Antecipando-me um pouco ao tema do capítulo final (sobre os males da sociedade) direi que o 
competitivo afã de eficiência asfixia a própria capacidade amorosa e torna irrelevante a alheia. Uma 
breve historieta de Quino o expressa muito bem: vê-se num primeiro quadro, alguém como um 
empresário, sentado em seu escritório, lendo uma passagem do evangelho que diz que “é mais fácil 
um camelo passar pelo buraco de uma agulha do que um rico entrar no reino dos céus”. Na imagem 
seguinte, ele aparece telefonando para o Museu de História Natural do Cairo para informar-se das 
dimensões de um camelo. Em seguida, encarrega sua secretária de fazer uma chamada para a 
metalúrgica Krupp… somos narcisistas tanto quanto vendemos nossas almas pela glória – uma 
entidade que só existe no olho alheio. É paradoxal que um aparente amor a si mesmo (indulgência 
quanto ao próprio desejo tipo menininha que quer que lhe comprem um vestido) conviva com uma 
incapacidade de valorizar a si mesmo. A própria valorização faz-se dependente de um espectador
que aprova, quer e distingue ou, mais exatamente, a valorização do mundo torna-se um paliativo 
que distrai da vivência de vacuidade, artificialidade e perda de identidade. 
      Trabalhar para a própria imagem distrai de trabalhar para si, e do mesmo modo constitui 
uma anteposição ao natural e espontâneo resultando em uma boa capacidade de controle sobre os 
próprios atos. Porém um excessivo autodomínio supõe um obstáculo para a capacidade amorosa, 
pois implica em uma não-capacidade de entrega. Tão acentuada está a valorização do controle que 
empalidece a do amor, que pode ser sentido como algo secundário em relação ao trabalho ou ao 
êxito, algo sentimental, piegas, de mau gosto. 
      Uma complicação é a competição com o companheiro; outra, o excessivo controle do 
companheiro ou dos filhos; uma terceira, a dificuldade da entrega, que pode manifestar-se a nível 
físico como na caricatura de Jodorowsky: um super-homem sexual elástico com infinitos dedos que 
terminam em línguas, com uma extraordinária capacidade de dar prazer que tanto o absorve que 
não lhe sobra atenção para gozar. Por trás desta incapacidade de entrega está a desconfiança, o 
medo da rejeição, o medo de cair no vazio; uma desesperança de fundo num caráter aparentemente 
otimista: sentir que tem que manter tudo sob controle, cuidar de si mesmo. 
      Para a pessoa cuja imagem exige autodomínio e domínio das situações pode ser que o 
anseio de amor se associe a um anseio de deixar-se dominar, e com razão, pois somente com a 
renúncia do seu próprio domínio e manipulação pode permitir-se ser profundamente tocada. Lembro-
me de ter visto este tema tratado no cinema em Swept away, onde uma mulher desenvolve uma 
paixão intensa por seu companheiro de naufrágio depois que este a seduz. No entanto, passado o 
período em que o amor envolve sacrifício de vaidade, este pode ser reinterpretado como mero 
masoquismo, e igualmente ocorre quando o sacrifício da própria imagem não chega a ser 
correspondido com o amor desejado.

Exercício breve A – Copie sem alterações o trecho do texto de origem que vai de "Trabalhar para a" até "de mau gosto.".

Extrato de dados –

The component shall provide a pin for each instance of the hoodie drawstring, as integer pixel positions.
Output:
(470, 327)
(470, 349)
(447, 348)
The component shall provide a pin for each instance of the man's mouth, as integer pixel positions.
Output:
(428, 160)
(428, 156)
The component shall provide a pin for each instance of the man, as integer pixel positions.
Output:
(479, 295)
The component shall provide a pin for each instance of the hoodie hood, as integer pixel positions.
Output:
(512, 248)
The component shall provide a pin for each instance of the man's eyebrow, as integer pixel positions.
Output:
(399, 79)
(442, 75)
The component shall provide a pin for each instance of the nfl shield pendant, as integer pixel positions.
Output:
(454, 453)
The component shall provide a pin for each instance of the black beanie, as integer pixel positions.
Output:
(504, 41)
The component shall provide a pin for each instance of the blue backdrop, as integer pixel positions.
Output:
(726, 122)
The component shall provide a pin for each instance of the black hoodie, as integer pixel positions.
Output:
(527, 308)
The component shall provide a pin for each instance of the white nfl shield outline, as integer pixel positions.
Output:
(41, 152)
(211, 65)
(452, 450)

Exercício breve B – Reproduza os registros desde a linha que contém "hoodie, as integer pixel positions.", inclusive, até o fim, mantendo os pedidos sem mudança. Multiplique cada coordenada das respostas por 1,05 e arredonde para o inteiro mais próximo, com as metades para cima.

Resultado da tarefa A –
Trabalhar para a própria imagem distrai de trabalhar para si, e do mesmo modo constitui 
uma anteposição ao natural e espontâneo resultando em uma boa capacidade de controle sobre os 
próprios atos. Porém um excessivo autodomínio supõe um obstáculo para a capacidade amorosa, 
pois implica em uma não-capacidade de entrega. Tão acentuada está a valorização do controle que 
empalidece a do amor, que pode ser sentido como algo secundário em relação ao trabalho ou ao 
êxito, algo sentimental, piegas, de mau gosto.

Resultado da tarefa B –
The component shall provide a pin for each instance of the black hoodie, as integer pixel positions.
Output:
(553, 323)
The component shall provide a pin for each instance of the white nfl shield outline, as integer pixel positions.
Output:
(43, 160)
(222, 68)
(475, 473)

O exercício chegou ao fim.